Written instruction:
Pull out every line of the items below that contains the word "region", matching case exactly.

Task inputs:
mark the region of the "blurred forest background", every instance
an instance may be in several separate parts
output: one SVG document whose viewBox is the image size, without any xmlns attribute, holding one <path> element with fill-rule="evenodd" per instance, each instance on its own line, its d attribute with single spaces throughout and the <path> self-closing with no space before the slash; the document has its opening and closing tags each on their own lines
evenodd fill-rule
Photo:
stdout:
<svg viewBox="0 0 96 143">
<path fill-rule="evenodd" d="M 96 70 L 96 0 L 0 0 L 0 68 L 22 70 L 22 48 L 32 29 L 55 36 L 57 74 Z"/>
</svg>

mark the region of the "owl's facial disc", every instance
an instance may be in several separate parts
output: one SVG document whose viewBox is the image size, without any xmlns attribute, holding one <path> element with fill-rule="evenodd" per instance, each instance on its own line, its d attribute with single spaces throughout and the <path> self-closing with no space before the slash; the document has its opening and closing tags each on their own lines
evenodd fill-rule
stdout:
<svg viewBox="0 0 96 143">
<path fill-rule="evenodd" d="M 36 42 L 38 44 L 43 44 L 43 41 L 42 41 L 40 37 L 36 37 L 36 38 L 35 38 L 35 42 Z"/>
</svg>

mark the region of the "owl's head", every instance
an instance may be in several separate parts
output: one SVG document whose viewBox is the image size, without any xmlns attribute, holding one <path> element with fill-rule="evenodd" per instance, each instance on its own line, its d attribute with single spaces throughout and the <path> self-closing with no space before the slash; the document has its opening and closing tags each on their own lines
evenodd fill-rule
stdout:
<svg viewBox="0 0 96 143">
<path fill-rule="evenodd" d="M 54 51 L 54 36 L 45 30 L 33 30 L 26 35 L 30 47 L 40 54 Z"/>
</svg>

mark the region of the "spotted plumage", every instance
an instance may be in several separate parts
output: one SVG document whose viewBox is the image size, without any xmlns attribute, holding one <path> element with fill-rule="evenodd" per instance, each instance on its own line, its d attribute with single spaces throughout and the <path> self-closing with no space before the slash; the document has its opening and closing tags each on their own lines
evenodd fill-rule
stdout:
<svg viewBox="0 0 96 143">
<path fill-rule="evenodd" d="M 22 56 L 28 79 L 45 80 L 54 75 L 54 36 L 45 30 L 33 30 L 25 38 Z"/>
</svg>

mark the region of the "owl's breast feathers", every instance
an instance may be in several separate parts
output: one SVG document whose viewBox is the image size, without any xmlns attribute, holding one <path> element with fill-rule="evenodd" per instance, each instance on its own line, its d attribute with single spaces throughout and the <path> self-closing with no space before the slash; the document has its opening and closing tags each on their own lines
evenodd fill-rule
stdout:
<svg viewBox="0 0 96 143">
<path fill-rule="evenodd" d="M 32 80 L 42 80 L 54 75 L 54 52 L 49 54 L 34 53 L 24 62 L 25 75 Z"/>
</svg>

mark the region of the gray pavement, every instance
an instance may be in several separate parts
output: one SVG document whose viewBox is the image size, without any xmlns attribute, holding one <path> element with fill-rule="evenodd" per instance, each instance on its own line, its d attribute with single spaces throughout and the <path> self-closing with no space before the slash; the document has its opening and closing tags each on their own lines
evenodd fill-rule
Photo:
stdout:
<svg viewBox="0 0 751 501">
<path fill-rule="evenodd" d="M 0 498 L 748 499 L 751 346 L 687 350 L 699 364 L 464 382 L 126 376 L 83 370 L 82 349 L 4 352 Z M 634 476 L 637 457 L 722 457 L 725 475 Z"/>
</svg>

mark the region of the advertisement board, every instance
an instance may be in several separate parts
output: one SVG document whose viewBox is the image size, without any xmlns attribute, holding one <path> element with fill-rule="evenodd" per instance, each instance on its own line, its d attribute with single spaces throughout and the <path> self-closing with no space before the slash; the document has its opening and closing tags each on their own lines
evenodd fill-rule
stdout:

Solved problem:
mark the region of the "blurred forest background", every instance
mark the region of the "owl's facial disc", every instance
mark the region of the "owl's head", every instance
mark the region of the "spotted plumage", every instance
mark the region of the "owl's breast feathers", every instance
mark the region of the gray pavement, every instance
mark the region of the advertisement board, every instance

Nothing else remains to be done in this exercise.